▸ **Position annotation records**
◇ ◇ ◇ ◇ ◇
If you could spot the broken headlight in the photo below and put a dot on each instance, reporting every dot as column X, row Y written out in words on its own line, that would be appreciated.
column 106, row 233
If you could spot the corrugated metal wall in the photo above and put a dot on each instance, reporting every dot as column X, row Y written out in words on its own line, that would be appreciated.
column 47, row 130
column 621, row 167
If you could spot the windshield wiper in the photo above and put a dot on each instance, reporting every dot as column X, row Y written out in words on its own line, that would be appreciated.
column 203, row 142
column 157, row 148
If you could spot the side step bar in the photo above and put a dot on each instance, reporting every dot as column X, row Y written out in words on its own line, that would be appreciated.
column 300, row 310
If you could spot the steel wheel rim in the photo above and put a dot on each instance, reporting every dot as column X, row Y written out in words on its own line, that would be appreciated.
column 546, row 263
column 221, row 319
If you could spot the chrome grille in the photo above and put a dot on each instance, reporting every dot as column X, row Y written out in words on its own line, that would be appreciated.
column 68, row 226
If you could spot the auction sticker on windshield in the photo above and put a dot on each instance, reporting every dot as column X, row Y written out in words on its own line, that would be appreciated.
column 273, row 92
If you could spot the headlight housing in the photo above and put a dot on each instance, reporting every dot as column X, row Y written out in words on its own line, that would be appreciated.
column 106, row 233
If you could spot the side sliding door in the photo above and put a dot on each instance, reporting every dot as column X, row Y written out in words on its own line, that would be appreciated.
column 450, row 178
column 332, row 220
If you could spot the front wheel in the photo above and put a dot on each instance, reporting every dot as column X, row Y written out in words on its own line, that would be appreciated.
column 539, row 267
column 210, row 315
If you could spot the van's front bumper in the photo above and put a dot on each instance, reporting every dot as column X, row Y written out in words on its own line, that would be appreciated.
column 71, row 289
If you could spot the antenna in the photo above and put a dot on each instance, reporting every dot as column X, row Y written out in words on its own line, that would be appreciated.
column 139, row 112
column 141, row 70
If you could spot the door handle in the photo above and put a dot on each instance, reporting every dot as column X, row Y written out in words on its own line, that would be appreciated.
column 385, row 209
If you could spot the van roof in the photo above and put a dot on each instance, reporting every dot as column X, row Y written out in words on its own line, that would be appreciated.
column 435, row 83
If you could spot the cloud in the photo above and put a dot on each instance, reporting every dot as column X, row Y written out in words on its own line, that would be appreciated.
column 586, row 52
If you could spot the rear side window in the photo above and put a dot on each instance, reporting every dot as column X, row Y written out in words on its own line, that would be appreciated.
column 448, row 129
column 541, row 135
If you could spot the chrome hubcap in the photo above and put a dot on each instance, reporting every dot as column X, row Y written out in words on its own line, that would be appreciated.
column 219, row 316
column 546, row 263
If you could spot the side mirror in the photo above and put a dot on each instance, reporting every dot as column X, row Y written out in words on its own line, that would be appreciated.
◇ ◇ ◇ ◇ ◇
▸ **Your objective**
Please recast all of the lines above as a numbered list, dropping any blank lines.

▸ **The result**
1. If you could spot the broken headlight in the photo below and put a dot on each instance, reporting every dot as column X, row Y written out in words on its own line, that would be appreciated.
2. column 106, row 233
3. If you could spot the corrugated metal wall in the photo above and put a dot on each instance, reporting every dot as column X, row Y written out in words on its own line, that would be appreciated.
4. column 47, row 130
5. column 621, row 167
6. If you could spot the windshield wiper in the photo above and put a dot on each instance, reporting every dot as column X, row Y written out in words on its own line, that would be appreciated.
7. column 203, row 142
8. column 157, row 148
9. If you could spot the side step bar in the photo above and put a dot on each instance, reporting every dot as column X, row Y written out in words on its own line, that would be appreciated.
10. column 300, row 310
11. If you could spot the steel wheel rim in the photo above and put a dot on each instance, reporting every dot as column X, row Y written out in words on its own line, that would be appreciated.
12. column 546, row 263
13. column 221, row 319
14. If you could spot the chrome grille in the photo above and put a dot on each instance, reporting every dot as column X, row Y written out in words on its own line, that would be appreciated.
15. column 68, row 226
16. If you could spot the auction sticker on windshield in the photo above and put a dot on each instance, reporting every dot as column X, row Y written out in words on its own line, that would be appreciated.
17. column 273, row 92
18. If you could spot the headlight housing in the photo above and put a dot on each instance, reporting every dot as column X, row Y written out in words on its own line, that would be appreciated.
19. column 106, row 233
20. If you could spot the side sliding door in the photo above and put a dot on each instance, reporting every dot as column X, row Y written out in words on its own line, that would be appreciated.
21. column 450, row 178
22. column 332, row 220
23. If you could spot the front wheel in the photo above and put a dot on each instance, reporting every dot as column X, row Y written out in words on its own line, that would be appreciated.
24. column 539, row 267
25. column 210, row 315
26. If you could spot the van's front bumper in the photo above and put a dot on each instance, reporting every dot as column X, row Y written out in words on its own line, that would be appreciated.
27. column 71, row 289
28. If you could spot the antenna in the photo above and put a dot on each instance, reporting every dot as column X, row Y written out in words on its own line, that would be appreciated.
29. column 139, row 112
30. column 141, row 70
31. If you could spot the door handle in the photo above and put a dot on each instance, reporting every dot as column X, row Y written out in words on its own line, that would be appreciated.
32. column 385, row 209
33. If you could spot the van roof in the photo above and put a dot on each instance, reporting every dot as column X, row Y written out in words on its own line, that would be appreciated.
34. column 435, row 83
35. If you could spot the cloud in the photo above and put a dot on each instance, reporting every dot as column X, row Y written out in words on its own line, that would be appreciated.
36. column 586, row 52
37. If you could spot the rear side window in the photo above and put a dot on each instance, reporting every dot as column X, row Y written out in words on its own line, that would be appreciated.
38. column 448, row 129
39. column 541, row 135
40. If you could spot the chrome hubcap in the photo above and put a dot on each instance, reporting every dot as column X, row Y written out in words on its own line, that would be appreciated.
41. column 219, row 316
42. column 546, row 263
43. If you could spot the side mirror in the photo above and put a dot on each instance, reporting every dot as column X, row Y written out in words on its own line, that would be appreciated.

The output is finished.